Stated exercise 1:
Answer these questions using the passage on dataset join paths below.
(a) What two example names does the passage give for separate dimension models?
(b) Which JOIN is applied when the relationship between two models is 1 - 1?
(c) What is the second reason given for applying SELECT DISTINCT in the underlying query?
Stated exercise 2: Copy the passage on dataset join paths word for word, from "Best Practices" to "explicitly declare it.".

Supplied passage:
--- begin ---
Option 2: Duplicate Models

Create separate dimension models for different contexts (e.g., user_cities and merchant_cities):

When to use:

• Clear semantic separation is important for end users
• You want to avoid any ambiguity warnings

Trade-offs:

• ❌ Makes the dataset larger and more complex to maintain
• ❌ Duplicates dimension data

Best Practices

1. Let Holistics handle it: For most cases, the automatic resolution works correctly. Trust the algorithm!

2. Use with_relationships() for exceptions: When you need a specific path that differs from the automatic selection, explicitly declare it.

3. Monitor warnings: If you see ambiguity warnings in query previews, review whether the automatic selection makes sense for your use case.

4. Document complex paths: Add comments in your AML code explaining why specific paths are chosen for metrics.

5. Test your metrics: Always verify that metrics return expected results, especially in datasets with multiple possible paths.

Other notes

How JOINs are constructed

The JOINs are constructed following some simple rules:

• If the relationship between A and B is n - 1, then valid JOIN path is from n to 1 (A LEFT JOIN B or B RIGHT JOIN A)
• If the relationship is 1 - 1, the path is valid both ways (A LEFT JOIN B or B LEFT JOIN A are OK) so we apply FULL JOIN in this case.

'SELECT DISTINCT' in the SQL

In some cases, you will see we apply SELECT DISTINCT in the underlying query for two reasons.

First, this is part of our mechanism to avoid fan-out issue. For more information, please refer to our document about fan-out issue

Second, we see no value to display all records (even duplicated records) so we have applied SELECT DISTINCT to prevent showing redundant data. Our aim is to provide dataset's explorers an overview of their data.
--- end ---
Given data:
--- begin ---
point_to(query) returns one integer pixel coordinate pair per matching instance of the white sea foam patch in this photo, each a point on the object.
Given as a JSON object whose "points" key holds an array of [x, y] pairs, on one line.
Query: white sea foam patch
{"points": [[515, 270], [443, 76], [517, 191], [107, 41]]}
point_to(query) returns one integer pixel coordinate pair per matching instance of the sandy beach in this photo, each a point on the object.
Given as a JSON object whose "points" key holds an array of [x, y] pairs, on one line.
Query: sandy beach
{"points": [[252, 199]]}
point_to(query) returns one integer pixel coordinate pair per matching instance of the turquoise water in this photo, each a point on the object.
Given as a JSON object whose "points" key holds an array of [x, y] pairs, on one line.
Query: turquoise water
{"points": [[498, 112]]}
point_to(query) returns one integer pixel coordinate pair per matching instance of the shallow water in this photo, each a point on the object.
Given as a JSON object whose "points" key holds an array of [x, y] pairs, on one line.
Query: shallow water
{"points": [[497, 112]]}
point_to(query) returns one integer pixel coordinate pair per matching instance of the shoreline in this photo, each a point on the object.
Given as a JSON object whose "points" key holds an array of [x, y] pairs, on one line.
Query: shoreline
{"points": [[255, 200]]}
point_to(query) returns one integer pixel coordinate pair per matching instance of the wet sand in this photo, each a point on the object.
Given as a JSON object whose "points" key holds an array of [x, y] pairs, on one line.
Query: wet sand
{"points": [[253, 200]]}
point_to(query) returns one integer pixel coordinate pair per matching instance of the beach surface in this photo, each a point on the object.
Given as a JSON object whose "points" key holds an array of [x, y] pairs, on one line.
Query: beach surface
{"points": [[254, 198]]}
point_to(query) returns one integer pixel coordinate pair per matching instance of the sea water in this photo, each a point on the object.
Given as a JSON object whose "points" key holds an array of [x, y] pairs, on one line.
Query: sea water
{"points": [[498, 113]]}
--- end ---
Problem solution 1:
(a) user_cities and merchant_cities.
(b) FULL JOIN.
(c) Displaying all records, including duplicated ones, is seen as having no value, so SELECT DISTINCT is applied to prevent showing redundant data.

Problem solution 2:
Best Practices

1. Let Holistics handle it: For most cases, the automatic resolution works correctly. Trust the algorithm!

2. Use with_relationships() for exceptions: When you need a specific path that differs from the automatic selection, explicitly declare it.